━━━ TEXT EXCERPT ━━━
Regardless, the trendy $1 bands, inscribed with the command "Live Strong" and modeled by Olympians, presidential candidates, movie stars and Armstrong himself, represent the rapidly changing landscape in the fight against cancer.

Once a near-certain death sentence, cancer now also can be an endurance event. The Lance Armstrong Foundation, the group behind the "Wear Yellow Live Strong" fundraising campaign, is specifically geared to help those commonly known as "survivors."

The number of Americans living with the disease, or under the threat of its recurrence, has tripled to almost 10 million during the last three decades, according to last month's study by the National Cancer Institute and Centers for Disease Control and Prevention.

Consequently, the long-term emotional, physical and financial needs of cancer patients have increased too. This burgeoning population struggles with issues ranging from follow-up care, guilt, stigma, depression and fear of recurrence to negative side effects from medication over time.

The cancer group's growth and the unexpected sale of more than 8 million "Live Strong" bands has not only drawn national attention to the long-ignored survivorship issue, but it also has fueled the fiery debate over what people diagnosed with cancer should call themselves.

Armstrong, for one, is quite comfortable with "survivor," perhaps because as the world's best cyclist, he epitomizes channeled, fierce energy. Diagnosed in 1996 with testicular cancer that had spread to his lungs and brain, Armstrong underwent aggressive treatment at age 25. He not only beat the disease but won a record six Tour de France titles after the diagnosis. Along the way, he created the Lance Armstrong Foundation, now the largest national organization dedicated to survivorship.

Although not perfect, "survivor" is certainly hopeful, empowering and positive and can instill courage before, during or after treatment. Five years used to be a crucial survival mark, but Armstrong's foundation says survivorship begins the minute a person is diagnosed. A survivor, meanwhile, can be anyone touched by the ubiquitous disease.

"It's critical to understand that there is hope for survival and a return to a healthy life," said architect Michael Siegel, an Evanston father of five who proudly calls himself a leukemia survivor after two bouts with the disease. "Patients with hope can remain focused on the solution and not be dragged down by the problem."

But critics of the term, who have no better alternative, say "survivor" implies that cancer has been beaten when it could attack again at any time and that those who are still alive are somehow better than those who died. For some, "survivor" evokes images of prison camps and the Holocaust. Others feel unqualified to be a survivor or think using the term tempts fate.

When do you become a survivor? When is cancer something that belongs in your past?
━━━
> [WORK ITEM] Copy word for word the part of the text on cancer survivorship starting at "But critics of" and ending at "in your past?".
━━━ ENTRIES PROVIDED ━━━
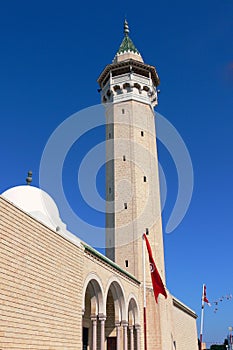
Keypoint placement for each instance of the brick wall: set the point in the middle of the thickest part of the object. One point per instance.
(40, 274)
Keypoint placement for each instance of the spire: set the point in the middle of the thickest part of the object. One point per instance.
(126, 28)
(127, 45)
(29, 178)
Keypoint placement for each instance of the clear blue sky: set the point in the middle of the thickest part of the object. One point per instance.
(51, 55)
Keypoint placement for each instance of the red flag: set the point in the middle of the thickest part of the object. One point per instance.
(204, 298)
(157, 283)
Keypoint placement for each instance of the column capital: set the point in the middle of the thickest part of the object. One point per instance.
(102, 317)
(93, 317)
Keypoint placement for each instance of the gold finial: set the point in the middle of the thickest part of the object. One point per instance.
(29, 178)
(126, 28)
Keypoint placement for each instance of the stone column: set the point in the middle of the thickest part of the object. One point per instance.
(138, 328)
(94, 332)
(118, 334)
(131, 329)
(102, 332)
(125, 337)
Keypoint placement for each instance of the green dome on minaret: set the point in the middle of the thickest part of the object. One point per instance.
(127, 45)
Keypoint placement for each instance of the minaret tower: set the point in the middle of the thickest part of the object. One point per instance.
(129, 93)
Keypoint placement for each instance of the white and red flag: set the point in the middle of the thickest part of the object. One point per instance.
(157, 283)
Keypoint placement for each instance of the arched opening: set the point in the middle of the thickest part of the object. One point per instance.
(115, 315)
(93, 307)
(133, 322)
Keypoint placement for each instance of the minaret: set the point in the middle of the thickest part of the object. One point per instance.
(129, 93)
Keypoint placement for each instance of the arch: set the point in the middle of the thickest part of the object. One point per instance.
(94, 284)
(146, 88)
(133, 311)
(138, 86)
(119, 299)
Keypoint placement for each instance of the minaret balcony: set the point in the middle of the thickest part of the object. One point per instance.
(129, 86)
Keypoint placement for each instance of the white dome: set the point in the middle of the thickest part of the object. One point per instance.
(37, 203)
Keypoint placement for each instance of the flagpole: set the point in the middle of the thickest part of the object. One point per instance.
(144, 291)
(202, 315)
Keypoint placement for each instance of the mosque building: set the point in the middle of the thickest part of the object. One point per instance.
(57, 292)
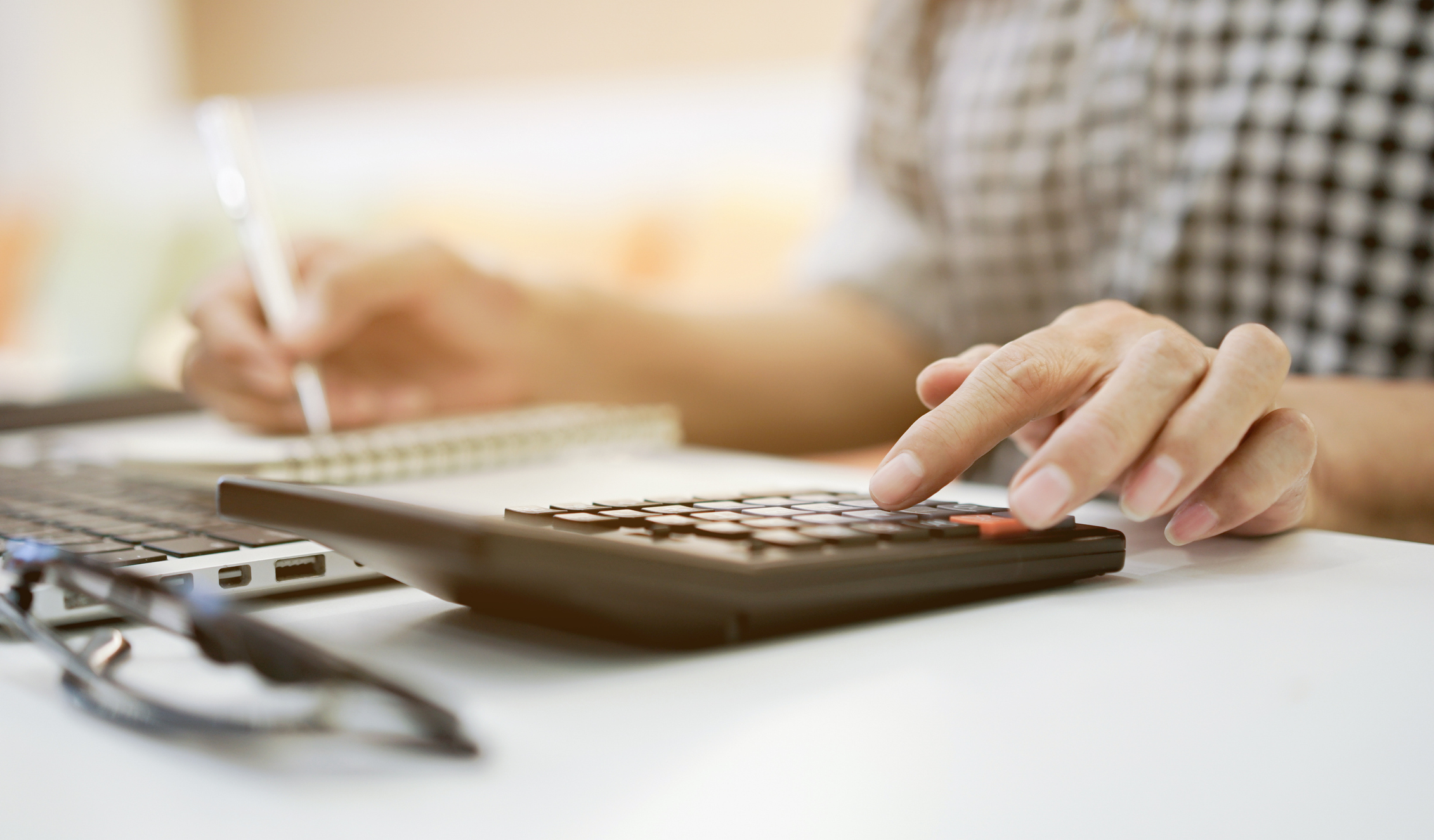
━━━
> [EXERCISE SOLUTION]
But critics of the term, who have no better alternative, say "survivor" implies that cancer has been beaten when it could attack again at any time and that those who are still alive are somehow better than those who died. For some, "survivor" evokes images of prison camps and the Holocaust. Others feel unqualified to be a survivor or think using the term tempts fate.

When do you become a survivor? When is cancer something that belongs in your past?